Restate word for word the line with "Target: woman in navy blue shirt" and all lines after it; please stop only at the end of the listing below.

╭─ Records for this exercise

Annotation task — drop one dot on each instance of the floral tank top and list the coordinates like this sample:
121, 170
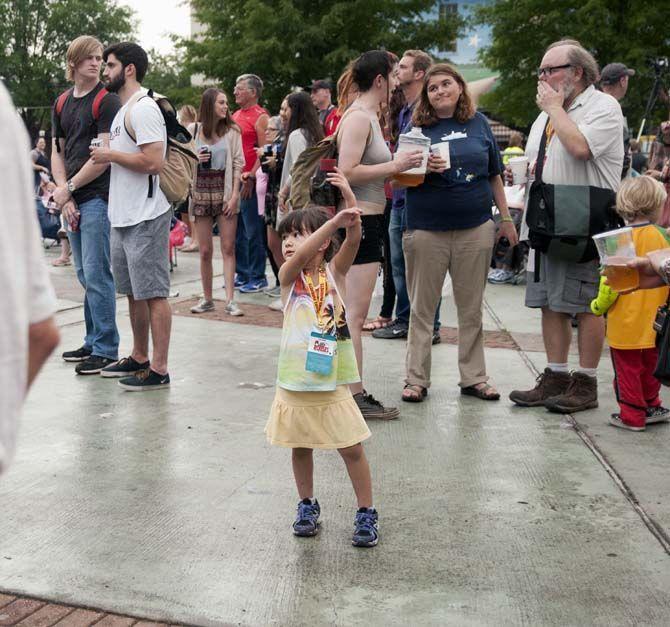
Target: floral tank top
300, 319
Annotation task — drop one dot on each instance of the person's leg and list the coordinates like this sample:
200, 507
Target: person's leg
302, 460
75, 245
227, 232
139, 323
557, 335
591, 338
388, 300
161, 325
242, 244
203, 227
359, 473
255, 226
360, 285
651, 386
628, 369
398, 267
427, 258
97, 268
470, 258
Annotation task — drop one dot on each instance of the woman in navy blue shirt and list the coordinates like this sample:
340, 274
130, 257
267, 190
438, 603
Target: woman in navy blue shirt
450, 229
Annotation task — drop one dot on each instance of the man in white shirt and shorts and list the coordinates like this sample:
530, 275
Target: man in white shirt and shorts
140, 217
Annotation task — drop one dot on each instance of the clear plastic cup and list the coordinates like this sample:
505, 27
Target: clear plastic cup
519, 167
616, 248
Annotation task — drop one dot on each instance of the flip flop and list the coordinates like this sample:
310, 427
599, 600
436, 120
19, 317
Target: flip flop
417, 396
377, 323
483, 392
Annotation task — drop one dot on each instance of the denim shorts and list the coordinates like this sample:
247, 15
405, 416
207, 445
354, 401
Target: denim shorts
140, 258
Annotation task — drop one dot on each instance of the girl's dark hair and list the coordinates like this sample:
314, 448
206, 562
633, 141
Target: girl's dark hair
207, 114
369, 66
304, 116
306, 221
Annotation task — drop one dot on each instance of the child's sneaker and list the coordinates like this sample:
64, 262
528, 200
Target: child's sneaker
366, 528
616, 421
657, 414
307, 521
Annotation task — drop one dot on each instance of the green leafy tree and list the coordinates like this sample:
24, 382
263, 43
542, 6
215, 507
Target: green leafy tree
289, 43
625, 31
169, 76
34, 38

╰─

### [Task answer]
Target: woman in navy blue shirt
450, 229
Annotation task — drop one dot on each instance of the man in white shirt and shorts and list the coordinates like this sample:
530, 275
Target: man in white shirt and shorts
140, 217
Annotation task — drop one dot on each instance of the clear plastic cup and list the coordinates like this sample:
505, 27
Target: clear plastic cup
519, 167
616, 248
Annotation task — drop one dot on each instance of the flip flop and list the coordinates like this sample:
310, 427
599, 600
436, 120
19, 317
Target: flip flop
417, 396
377, 323
483, 392
Annotation task — drop one dot on each instance of the denim shorts and list the coordinates like this sample:
247, 15
405, 416
207, 445
354, 401
Target: denim shorts
140, 258
Annotation task — drop one dot on each instance of the girl's dark hair and list the coordinates like this sample:
314, 448
206, 562
633, 141
Target: girl's dark hair
207, 114
369, 66
304, 116
306, 221
Annotation task — drop one dot on each instance of the child's sneaker and list the coordinates like this sample:
64, 262
528, 200
Target: child's sneaker
366, 528
616, 421
657, 414
307, 521
Annotation task — drop one dot on each instance of the green leafy tree and list the coordinates like this sample:
24, 382
263, 43
542, 6
215, 507
Target: green leafy tree
289, 43
625, 31
169, 76
34, 38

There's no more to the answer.